◆ 提示テキスト ◆
****
夢とお金の専門家、シナジーブレインの安田 修です。
私は将棋アマ初段です。今は機会が減ってしまいましたが、小学生の頃は、町のおじいちゃん達がたむろする道場のような所に出入りして、夢中で将棋を指していました。プロ棋士になろうと思ったこともあります。そして起業家になった今、事業運営はすごく将棋に似ているなあと思うわけです。
将棋とはどんなゲームか
まあ見たことも無いという人は少ないと思うのですが簡単に説明すると、将棋はお互いに20枚のコマを所定の配置に並べてスタート。交互にコマを動かし、相手の王様を取ると勝ちで、実際にはその手前でゲームは終了します。チェスに似ていますが、取った敵のコマを自分のコマとして使えるところが特徴です。
一番弱い「歩」でも相手の陣地になったら「と金」となったりしますし(土地成金はここから来ている言葉)、様々な戦法・定跡と言われる手筋があり、変化が多くてかなり頭を使うゲームです。基本的には、運の要素は何もありません。最近は、個性的なプロ棋士や、きれいな女流棋士も増えていますよね。
論理的思考力を養う
今は時間があれば、小学校1年生になった息子と将棋を指します。まだ駒落ちといって、私の方は金が2枚と歩だけなのですが、端攻めから竜を作り、上下から「包むように」玉を寄せ、きれいに勝つようになってきました。「どうやったら勝てるかを考えるのが楽しい」のだとか。
この、「考えるのが楽しい」という感覚が、とても大切なのだと思っています。もちろん、子供なので走り回って楽しいのも重要なことなのですが、少しずつでも自分の頭で考えることを、楽しむ感覚を持って欲しいと思っています。これは、自分の人生について考えることにも繋がると思うからです。
3手先を読む習慣を付ける
仕事をしていてもマーケットを相手にしていても、常に「3手先を読む」ことは大切だと思います。「人の半歩だけ先を行け」なんて表現をされることもありますよね。次の打ち手を決めるのに、常に5手も7手も先を読んでおく必要はありませんが、戦術レベルでは3手先は必ず必要になります。
自分が何かすると、相手はどう反応するだろうか、そしたら自分はこうしよう。これが3手先です。相手の反応には数種類ありますので、それら全ての「変化を読んでおく」必要があります。どう反応するかわからないけれど、とりあえずやってみる、という人とは、この習慣で大きな差が付きます。
大局観を持つ
なぜ常に5手先、7手先を読んでおく必要がないかというと、大局観を持っているからです。この大局観という感覚が、将棋や囲碁をやらない人にはわかりにくいのではないでしょうか。部分にとらわれずに全体を大きく捉えて、優勢か劣勢かを判断すること、としか言いようがありません。
将棋をやっていると、この大局観を持つ能力が磨かれる気がします。全てを言語化しなくても、大きな戦略の中で正しいか間違っているかがわかる。スーパーコンピューターにプロ棋士が勝てるのは、この部分に拠ると思います。経験を積んだ経営者に似た能力を、将棋では無意識に使っているのではないか、と感じます。
****
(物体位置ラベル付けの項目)

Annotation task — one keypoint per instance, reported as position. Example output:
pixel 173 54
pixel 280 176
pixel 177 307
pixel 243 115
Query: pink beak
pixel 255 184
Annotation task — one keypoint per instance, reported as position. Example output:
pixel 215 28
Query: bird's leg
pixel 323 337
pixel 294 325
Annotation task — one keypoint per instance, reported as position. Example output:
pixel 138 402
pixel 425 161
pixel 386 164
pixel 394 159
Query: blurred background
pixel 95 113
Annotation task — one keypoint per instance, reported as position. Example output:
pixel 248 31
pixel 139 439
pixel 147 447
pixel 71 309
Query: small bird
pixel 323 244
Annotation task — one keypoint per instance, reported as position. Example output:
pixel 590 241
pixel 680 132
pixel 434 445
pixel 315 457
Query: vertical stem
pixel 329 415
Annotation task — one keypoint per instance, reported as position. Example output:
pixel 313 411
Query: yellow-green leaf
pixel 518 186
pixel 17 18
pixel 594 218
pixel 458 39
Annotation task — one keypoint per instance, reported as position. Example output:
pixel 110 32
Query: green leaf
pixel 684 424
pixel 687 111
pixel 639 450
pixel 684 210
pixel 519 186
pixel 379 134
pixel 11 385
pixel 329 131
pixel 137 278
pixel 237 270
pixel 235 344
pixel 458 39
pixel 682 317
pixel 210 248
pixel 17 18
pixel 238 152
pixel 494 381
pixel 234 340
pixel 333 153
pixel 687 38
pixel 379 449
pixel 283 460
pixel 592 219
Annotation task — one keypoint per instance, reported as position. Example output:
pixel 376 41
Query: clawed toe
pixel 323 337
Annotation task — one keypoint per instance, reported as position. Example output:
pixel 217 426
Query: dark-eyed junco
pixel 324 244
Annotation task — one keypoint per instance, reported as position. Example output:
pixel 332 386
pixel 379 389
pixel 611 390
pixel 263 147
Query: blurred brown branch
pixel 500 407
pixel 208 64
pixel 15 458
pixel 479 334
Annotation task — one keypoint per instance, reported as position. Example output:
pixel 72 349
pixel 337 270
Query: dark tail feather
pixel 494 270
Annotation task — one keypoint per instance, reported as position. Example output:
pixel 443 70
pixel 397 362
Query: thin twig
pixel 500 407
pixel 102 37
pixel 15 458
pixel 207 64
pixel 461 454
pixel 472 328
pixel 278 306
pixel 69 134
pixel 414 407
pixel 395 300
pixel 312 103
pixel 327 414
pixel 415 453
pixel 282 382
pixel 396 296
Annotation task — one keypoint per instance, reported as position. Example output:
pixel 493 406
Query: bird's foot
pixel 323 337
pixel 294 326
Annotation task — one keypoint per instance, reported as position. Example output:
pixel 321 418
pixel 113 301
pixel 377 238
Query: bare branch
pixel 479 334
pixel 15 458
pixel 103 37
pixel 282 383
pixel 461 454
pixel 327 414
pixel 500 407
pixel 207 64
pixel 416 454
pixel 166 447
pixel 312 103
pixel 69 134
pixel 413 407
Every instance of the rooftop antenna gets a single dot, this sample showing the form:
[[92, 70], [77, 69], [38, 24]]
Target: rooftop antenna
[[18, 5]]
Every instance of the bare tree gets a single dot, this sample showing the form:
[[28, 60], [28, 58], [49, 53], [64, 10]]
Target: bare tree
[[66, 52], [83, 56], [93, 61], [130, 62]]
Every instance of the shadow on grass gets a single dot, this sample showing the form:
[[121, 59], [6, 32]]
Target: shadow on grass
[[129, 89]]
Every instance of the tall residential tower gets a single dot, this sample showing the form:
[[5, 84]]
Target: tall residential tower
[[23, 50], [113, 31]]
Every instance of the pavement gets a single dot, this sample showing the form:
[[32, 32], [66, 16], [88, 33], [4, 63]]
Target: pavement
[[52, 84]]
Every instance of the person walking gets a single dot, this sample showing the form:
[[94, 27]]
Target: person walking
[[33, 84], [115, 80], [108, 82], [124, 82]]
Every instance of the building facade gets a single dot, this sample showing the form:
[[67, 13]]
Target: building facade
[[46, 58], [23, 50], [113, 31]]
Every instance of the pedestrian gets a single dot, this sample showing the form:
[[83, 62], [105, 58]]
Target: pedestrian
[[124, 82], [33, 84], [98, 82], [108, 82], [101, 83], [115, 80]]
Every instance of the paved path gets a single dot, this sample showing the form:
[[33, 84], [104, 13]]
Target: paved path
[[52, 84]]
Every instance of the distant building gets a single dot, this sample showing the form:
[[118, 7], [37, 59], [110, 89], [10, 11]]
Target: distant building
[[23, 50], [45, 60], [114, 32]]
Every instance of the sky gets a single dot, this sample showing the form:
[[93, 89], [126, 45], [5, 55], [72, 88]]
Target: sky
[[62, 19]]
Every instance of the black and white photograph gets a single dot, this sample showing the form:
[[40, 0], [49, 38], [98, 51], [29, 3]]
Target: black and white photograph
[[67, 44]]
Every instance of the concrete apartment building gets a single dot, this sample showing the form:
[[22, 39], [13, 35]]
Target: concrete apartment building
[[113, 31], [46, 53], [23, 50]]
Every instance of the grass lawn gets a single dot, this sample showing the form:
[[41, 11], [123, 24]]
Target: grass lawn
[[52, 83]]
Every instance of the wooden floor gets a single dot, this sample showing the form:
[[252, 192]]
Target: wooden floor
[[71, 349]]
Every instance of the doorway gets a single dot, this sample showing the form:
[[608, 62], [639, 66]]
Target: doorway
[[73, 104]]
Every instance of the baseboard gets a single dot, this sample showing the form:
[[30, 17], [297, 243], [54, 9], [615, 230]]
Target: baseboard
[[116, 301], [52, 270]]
****
◆ やること ◆
提示テキストによると、チェスと比べたときの将棋の特徴は何か。

◆ 解答例 ◆
取った敵のコマを自分のコマとして使えるところ。